● GOAL OF THE EXERCISE: Return each line of the entries that holds the string "shoreline".

<<<<

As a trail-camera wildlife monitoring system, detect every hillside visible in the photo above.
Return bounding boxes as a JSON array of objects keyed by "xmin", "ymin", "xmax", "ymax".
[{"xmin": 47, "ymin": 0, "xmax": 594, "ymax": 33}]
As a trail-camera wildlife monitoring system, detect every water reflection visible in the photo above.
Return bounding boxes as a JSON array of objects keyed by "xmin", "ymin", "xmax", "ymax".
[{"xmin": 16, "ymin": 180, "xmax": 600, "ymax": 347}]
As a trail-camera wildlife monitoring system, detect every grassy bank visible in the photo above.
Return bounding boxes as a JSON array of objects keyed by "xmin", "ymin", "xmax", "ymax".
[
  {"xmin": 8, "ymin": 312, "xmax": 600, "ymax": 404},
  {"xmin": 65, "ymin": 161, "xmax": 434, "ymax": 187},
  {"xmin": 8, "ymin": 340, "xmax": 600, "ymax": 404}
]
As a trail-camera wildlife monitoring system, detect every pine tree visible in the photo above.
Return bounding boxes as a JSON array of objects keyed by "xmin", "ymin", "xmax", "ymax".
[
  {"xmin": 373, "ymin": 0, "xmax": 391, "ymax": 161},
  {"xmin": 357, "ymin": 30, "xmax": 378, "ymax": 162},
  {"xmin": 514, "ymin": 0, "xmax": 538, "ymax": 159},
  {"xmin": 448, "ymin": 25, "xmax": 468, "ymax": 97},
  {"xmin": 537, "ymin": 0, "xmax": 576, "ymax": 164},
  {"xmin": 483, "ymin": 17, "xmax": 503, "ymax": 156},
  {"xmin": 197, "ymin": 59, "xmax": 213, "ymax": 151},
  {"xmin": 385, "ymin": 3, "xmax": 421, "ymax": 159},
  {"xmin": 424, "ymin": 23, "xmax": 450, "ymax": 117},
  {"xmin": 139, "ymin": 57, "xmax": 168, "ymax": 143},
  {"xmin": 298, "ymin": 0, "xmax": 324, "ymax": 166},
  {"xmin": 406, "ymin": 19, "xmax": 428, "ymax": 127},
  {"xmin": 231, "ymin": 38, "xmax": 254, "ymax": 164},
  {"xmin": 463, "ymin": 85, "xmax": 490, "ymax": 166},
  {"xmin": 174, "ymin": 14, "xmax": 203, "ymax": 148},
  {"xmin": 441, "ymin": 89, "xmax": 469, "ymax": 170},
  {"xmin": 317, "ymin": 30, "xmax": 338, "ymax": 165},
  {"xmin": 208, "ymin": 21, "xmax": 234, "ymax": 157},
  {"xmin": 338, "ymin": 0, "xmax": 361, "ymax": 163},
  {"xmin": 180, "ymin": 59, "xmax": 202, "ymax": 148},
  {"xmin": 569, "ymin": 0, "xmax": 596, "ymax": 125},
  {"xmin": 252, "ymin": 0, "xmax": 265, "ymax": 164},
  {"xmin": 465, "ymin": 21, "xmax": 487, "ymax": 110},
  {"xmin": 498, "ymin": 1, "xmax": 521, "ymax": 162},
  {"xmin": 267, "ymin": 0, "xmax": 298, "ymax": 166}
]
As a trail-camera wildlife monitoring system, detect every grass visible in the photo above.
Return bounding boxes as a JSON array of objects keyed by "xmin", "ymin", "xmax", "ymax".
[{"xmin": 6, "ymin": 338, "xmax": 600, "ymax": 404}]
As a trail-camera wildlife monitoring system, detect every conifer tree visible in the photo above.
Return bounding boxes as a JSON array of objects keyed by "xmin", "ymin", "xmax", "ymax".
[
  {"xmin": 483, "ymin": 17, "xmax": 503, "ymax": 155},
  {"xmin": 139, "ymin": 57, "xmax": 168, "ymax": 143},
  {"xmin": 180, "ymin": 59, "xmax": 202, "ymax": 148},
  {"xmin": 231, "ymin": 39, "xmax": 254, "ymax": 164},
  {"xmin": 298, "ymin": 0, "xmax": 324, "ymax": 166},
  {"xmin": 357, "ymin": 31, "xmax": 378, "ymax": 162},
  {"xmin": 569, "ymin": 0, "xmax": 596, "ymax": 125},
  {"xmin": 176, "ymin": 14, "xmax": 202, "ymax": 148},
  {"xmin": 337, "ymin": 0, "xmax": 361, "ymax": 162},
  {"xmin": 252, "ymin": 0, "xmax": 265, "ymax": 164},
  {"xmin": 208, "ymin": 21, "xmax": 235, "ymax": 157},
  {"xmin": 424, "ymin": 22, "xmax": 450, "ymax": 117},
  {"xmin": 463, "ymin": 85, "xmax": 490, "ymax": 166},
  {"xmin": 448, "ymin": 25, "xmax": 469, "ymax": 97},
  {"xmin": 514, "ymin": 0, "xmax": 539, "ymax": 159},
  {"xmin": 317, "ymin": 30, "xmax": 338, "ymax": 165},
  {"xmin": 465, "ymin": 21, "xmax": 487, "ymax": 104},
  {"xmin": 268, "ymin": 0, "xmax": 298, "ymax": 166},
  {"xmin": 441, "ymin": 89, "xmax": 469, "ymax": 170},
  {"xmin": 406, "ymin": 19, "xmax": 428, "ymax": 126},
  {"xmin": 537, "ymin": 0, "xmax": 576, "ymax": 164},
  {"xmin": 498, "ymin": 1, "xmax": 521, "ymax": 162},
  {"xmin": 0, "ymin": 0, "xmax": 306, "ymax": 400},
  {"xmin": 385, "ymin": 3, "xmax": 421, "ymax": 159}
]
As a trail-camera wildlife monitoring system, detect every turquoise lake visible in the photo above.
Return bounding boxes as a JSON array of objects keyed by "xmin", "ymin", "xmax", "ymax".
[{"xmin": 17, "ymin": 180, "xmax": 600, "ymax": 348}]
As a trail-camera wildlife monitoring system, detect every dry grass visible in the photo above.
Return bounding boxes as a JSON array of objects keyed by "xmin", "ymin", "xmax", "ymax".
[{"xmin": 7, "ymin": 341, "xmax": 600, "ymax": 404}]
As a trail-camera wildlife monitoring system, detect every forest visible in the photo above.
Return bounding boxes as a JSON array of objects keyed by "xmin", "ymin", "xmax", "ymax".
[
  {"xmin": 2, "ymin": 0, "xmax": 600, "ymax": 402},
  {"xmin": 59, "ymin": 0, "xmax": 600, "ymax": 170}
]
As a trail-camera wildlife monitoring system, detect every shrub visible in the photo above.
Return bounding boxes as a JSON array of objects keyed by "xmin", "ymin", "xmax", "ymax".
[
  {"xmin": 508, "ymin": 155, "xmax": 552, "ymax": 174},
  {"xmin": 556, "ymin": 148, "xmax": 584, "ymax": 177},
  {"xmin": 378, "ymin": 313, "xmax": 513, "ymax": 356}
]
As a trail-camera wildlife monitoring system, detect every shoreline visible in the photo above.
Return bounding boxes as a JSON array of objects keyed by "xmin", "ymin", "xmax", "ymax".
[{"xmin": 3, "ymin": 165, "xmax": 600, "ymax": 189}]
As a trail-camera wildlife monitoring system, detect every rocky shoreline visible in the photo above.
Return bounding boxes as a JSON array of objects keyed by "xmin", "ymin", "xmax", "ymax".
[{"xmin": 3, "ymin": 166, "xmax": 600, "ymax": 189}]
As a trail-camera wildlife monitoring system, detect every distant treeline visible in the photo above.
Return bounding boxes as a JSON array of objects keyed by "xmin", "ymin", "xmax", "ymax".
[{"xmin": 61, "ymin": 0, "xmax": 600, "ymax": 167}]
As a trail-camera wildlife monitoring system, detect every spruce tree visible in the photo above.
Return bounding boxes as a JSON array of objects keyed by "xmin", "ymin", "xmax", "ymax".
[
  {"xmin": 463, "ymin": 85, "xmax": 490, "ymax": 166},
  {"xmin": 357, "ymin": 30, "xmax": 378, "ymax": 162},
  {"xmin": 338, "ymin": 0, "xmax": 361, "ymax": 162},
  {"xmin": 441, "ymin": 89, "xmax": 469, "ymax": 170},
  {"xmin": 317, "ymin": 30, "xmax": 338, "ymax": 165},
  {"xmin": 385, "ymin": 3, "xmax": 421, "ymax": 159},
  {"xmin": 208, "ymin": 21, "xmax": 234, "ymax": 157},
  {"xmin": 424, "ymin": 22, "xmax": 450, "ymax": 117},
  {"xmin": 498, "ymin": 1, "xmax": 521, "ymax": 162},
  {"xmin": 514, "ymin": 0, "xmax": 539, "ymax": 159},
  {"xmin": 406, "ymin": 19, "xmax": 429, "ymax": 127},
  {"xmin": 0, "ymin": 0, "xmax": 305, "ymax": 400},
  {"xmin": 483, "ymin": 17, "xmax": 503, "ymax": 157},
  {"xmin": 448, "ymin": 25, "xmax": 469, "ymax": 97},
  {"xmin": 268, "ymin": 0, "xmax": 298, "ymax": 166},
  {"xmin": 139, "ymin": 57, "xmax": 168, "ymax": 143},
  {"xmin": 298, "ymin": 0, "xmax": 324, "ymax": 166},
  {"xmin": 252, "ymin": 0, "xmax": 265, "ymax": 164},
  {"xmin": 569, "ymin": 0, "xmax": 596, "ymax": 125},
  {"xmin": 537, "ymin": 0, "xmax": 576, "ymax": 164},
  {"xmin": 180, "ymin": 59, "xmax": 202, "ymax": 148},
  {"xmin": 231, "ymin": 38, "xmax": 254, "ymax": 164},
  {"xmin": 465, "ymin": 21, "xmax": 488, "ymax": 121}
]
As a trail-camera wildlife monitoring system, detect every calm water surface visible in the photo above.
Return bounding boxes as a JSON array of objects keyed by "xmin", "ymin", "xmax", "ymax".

>>>>

● ANSWER BOX:
As a trail-camera wildlife monitoring system, detect every shoreline visible in the photo above.
As a trail-camera wildlife monitoring system, detect every rocky shoreline visible in the photo above.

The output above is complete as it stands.